**Work instructions:** Word for word, repeat the data that follows. Do not include the pictures.

**Material provided:**
BEGIN

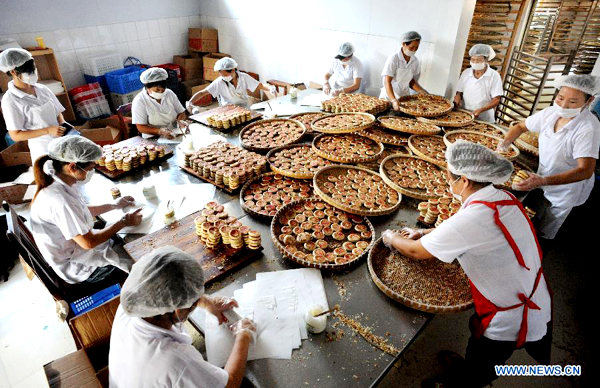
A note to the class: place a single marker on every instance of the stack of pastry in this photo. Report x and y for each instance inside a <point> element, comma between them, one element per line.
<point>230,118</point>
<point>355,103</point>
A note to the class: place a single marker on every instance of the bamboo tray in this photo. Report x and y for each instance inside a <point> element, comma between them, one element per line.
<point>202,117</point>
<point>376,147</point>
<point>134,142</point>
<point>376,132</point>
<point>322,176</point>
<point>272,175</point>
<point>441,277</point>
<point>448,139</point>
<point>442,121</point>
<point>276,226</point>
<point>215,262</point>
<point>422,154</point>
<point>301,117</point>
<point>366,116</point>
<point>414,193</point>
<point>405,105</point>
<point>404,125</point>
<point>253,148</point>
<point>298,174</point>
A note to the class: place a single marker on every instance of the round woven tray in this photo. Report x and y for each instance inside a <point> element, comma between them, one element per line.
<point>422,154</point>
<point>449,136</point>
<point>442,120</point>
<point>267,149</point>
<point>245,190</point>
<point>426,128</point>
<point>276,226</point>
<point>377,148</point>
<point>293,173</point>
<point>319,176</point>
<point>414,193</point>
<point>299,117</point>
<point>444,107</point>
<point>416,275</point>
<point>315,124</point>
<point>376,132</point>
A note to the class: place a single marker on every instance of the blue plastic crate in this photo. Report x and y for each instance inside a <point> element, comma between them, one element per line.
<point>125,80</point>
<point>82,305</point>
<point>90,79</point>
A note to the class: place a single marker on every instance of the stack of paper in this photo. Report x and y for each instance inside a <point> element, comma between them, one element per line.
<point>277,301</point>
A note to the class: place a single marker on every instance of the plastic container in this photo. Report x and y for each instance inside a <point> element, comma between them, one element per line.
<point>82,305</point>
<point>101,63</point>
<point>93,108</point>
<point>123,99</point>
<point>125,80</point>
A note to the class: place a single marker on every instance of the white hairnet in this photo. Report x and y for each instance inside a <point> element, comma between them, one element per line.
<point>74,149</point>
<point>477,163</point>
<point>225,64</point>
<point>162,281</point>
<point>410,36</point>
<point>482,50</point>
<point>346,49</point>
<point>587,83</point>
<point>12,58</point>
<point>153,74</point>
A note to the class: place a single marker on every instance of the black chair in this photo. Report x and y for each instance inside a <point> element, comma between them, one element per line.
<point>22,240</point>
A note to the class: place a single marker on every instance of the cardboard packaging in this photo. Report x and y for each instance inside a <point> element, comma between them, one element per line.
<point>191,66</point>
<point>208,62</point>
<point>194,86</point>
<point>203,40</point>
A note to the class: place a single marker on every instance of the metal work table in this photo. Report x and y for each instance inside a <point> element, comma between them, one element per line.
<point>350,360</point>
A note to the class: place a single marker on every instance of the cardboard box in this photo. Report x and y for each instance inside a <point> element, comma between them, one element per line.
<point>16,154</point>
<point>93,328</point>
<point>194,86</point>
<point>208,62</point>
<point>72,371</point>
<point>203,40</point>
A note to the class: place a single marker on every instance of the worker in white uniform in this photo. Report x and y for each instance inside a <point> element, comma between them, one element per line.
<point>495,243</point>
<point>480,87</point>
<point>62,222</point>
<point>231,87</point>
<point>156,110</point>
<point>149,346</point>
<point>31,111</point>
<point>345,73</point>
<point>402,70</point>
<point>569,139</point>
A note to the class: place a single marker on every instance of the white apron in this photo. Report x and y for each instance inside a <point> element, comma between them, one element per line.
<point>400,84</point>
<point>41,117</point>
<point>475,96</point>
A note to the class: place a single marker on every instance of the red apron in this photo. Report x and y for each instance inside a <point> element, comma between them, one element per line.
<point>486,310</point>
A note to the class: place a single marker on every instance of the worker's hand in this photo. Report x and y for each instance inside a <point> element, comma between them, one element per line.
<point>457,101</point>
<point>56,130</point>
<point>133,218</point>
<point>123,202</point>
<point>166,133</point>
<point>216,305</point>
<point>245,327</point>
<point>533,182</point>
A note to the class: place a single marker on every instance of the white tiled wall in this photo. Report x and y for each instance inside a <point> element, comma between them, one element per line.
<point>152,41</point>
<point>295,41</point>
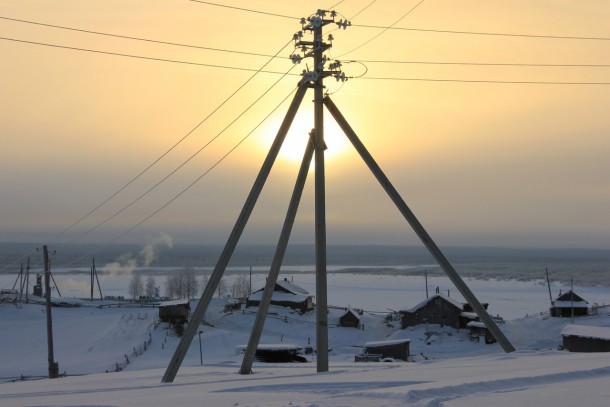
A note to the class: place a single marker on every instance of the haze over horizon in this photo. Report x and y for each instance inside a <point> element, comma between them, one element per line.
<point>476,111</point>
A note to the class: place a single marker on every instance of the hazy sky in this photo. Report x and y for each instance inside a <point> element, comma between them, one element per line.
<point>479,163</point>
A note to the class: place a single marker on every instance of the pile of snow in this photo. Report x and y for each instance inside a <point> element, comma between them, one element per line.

END

**Response:**
A note to the class: place a single marker on every instance of the stack of pastry in this photo. Report x and y for each instance inside a <point> element, comma between them, one element per line.
<point>230,118</point>
<point>355,103</point>
A note to the class: place a single marker on every instance of the bamboo tray in this photo. Report x and y for each instance inside a <point> element, comma between them, one element per line.
<point>202,117</point>
<point>376,147</point>
<point>134,142</point>
<point>376,132</point>
<point>322,176</point>
<point>272,175</point>
<point>441,277</point>
<point>448,139</point>
<point>442,121</point>
<point>276,226</point>
<point>215,262</point>
<point>422,154</point>
<point>301,117</point>
<point>366,116</point>
<point>414,193</point>
<point>405,105</point>
<point>404,125</point>
<point>253,148</point>
<point>298,174</point>
A note to the class: place a single marker on every instance of the round woven tray in this photo. Report x and y for each instance inside a <point> element, comma between them, one element per line.
<point>422,154</point>
<point>449,136</point>
<point>442,120</point>
<point>267,149</point>
<point>245,190</point>
<point>426,128</point>
<point>276,226</point>
<point>377,148</point>
<point>293,173</point>
<point>319,176</point>
<point>414,193</point>
<point>299,117</point>
<point>444,107</point>
<point>416,275</point>
<point>315,124</point>
<point>376,132</point>
A note to the class: place a single marker on every instance of the blue plastic crate in this photo. Report x and y for each instance inside a <point> element, comma between them, one element per line.
<point>125,80</point>
<point>82,305</point>
<point>90,79</point>
A note to the class: place a single marker on every instance of the stack of paper in this photo. Report x and y for each instance inside a <point> element, comma between them, one element per line.
<point>277,301</point>
A note to the class: place a single marker on every instance of the plastic container in this photo. Report x and y for each instance inside a <point> element, comma between them, one element per line.
<point>82,305</point>
<point>101,63</point>
<point>93,108</point>
<point>123,99</point>
<point>125,80</point>
A note to the class: place a single marker on every instance of the white hairnet in this photo. Report x and y for each instance inside a <point> element, comma between them, one element per line.
<point>74,149</point>
<point>477,163</point>
<point>225,64</point>
<point>162,281</point>
<point>410,36</point>
<point>482,50</point>
<point>346,49</point>
<point>587,83</point>
<point>12,58</point>
<point>153,74</point>
A note to the class: place a single marker on every instance of the black chair in this photo. Report x and y for each instance inside a <point> element, comma between them, one element per line.
<point>22,240</point>
A note to the class: place a single marker on every instance of the cardboard packaging in this photo. Report x and y for each instance inside a <point> element, comma between them, one element per line.
<point>191,66</point>
<point>208,62</point>
<point>194,86</point>
<point>203,40</point>
A note to the class: place a single marker on every instance of the metal work table in this photo. Report x and y for each instance inside a <point> element, comma between them, one element per line.
<point>350,360</point>
A note to the class: place a single marker on every instance of the cardboard box in this photo. Report x and y for each instance inside a <point> element, comma between them, one element per line.
<point>16,154</point>
<point>93,328</point>
<point>194,86</point>
<point>208,62</point>
<point>72,371</point>
<point>203,40</point>
A note to the class: place a single marker on every instance of the worker in white uniform in this photo. Report x and y for each instance inside a <point> element, comma between them, one element per line.
<point>495,243</point>
<point>480,87</point>
<point>62,222</point>
<point>231,87</point>
<point>156,110</point>
<point>149,346</point>
<point>31,111</point>
<point>345,73</point>
<point>402,70</point>
<point>569,139</point>
A note to the class: place a single marker on every instance of the white apron in this photo. Report x and y for each instance inside a <point> element, comma between them, one element per line.
<point>400,84</point>
<point>41,117</point>
<point>475,96</point>
A note to the class: place a single marker on every instance of the red apron in this photo. Report x and y for each instance inside a <point> element, comma between them, one element per line.
<point>486,310</point>
A note to the class: place a single marker on every instance of the worker's hand in this photo. Report x and y for each instance inside a <point> element, comma between them, one element per line.
<point>457,101</point>
<point>56,130</point>
<point>133,218</point>
<point>123,202</point>
<point>166,133</point>
<point>216,305</point>
<point>245,327</point>
<point>533,182</point>
A note to the class: place a single marker on every instance of the white tiled wall in this photo. Report x and y for each instance inside a <point> element, comma between them, one element per line.
<point>152,41</point>
<point>295,41</point>
A note to the class: place a single marker on every instance of the haze over horizon in this photo. Report x and y for each instance inside a <point> element, comma between them, one element per line.
<point>476,111</point>
A note to the class: place a single marker on every instance of the hazy sky in this photo. Report x and y for each instance inside a <point> element, comma between them, one element per line.
<point>479,163</point>
A note to the class: place a single marker on every instance of the pile of snow in this photo. Report x and y for each instance inside a <point> element, comma between them, one element per line.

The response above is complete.